> TEXTO DE ORIGEM:

<<<<

O cenário é o pior possível, perda em massa de vida, sequestros, violações, bombardeios e muitas outras atrocidades acontecendo desde o ataque, sem precedentes na história de Israel, pelo grupo terrorista Hamas ilustram os ensinamentos de Sun Tzu de que a guerra é caminho para a sobrevivência ou ruína do Estado.

Na análise das relações internacionais vários são os caminhos metodológicos e teóricos possíveis, o que acarreta em uma multiplicidade de vozes o que é salutar para que possamos desvendar os fenômenos internacionais da maneira mais completa possível, contudo, é preciso procurar se dispir de ilusões o que acontece em Israel não é um romântico levante de um povo oprimido, nem tão pouco a resistência heróica de um povo cercado, mas a confluência de vários interesses antagônicos, que por muitas vezes usam a causa palestina como desculpa, ou como chamamento populista.

>>>>

> TAREFA DO EXERCÍCIO 1: Por favor, liste as atrocidades que o texto de origem nomeia explicitamente como acontecendo desde o ataque do Hamas.
> TAREFA DO EXERCÍCIO 2: Reproduza o trecho do texto de origem de "O cenário é" até "como chamamento populista.", inclusive.

> ENTRADAS EXTRAÍDAS:
<<<<

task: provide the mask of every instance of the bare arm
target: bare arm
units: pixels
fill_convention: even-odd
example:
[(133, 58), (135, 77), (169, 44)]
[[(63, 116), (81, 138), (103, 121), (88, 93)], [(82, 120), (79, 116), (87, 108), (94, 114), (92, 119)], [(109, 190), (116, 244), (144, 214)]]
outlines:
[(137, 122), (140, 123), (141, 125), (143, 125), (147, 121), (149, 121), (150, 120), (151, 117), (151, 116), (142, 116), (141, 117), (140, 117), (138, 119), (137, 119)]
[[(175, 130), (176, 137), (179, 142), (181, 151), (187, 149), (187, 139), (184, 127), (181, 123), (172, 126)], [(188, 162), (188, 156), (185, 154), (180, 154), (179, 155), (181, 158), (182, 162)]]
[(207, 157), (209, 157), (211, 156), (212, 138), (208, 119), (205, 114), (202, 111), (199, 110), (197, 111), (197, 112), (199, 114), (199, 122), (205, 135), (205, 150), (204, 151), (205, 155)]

>>>>

> SOLUÇÃO DA TAREFA 1:
- perda em massa de vida
- sequestros
- violações
- bombardeios

> SOLUÇÃO DA TAREFA 2:
O cenário é o pior possível, perda em massa de vida, sequestros, violações, bombardeios e muitas outras atrocidades acontecendo desde o ataque, sem precedentes na história de Israel, pelo grupo terrorista Hamas ilustram os ensinamentos de Sun Tzu de que a guerra é caminho para a sobrevivência ou ruína do Estado.

Na análise das relações internacionais vários são os caminhos metodológicos e teóricos possíveis, o que acarreta em uma multiplicidade de vozes o que é salutar para que possamos desvendar os fenômenos internacionais da maneira mais completa possível, contudo, é preciso procurar se dispir de ilusões o que acontece em Israel não é um romântico levante de um povo oprimido, nem tão pouco a resistência heróica de um povo cercado, mas a confluência de vários interesses antagônicos, que por muitas vezes usam a causa palestina como desculpa, ou como chamamento populista.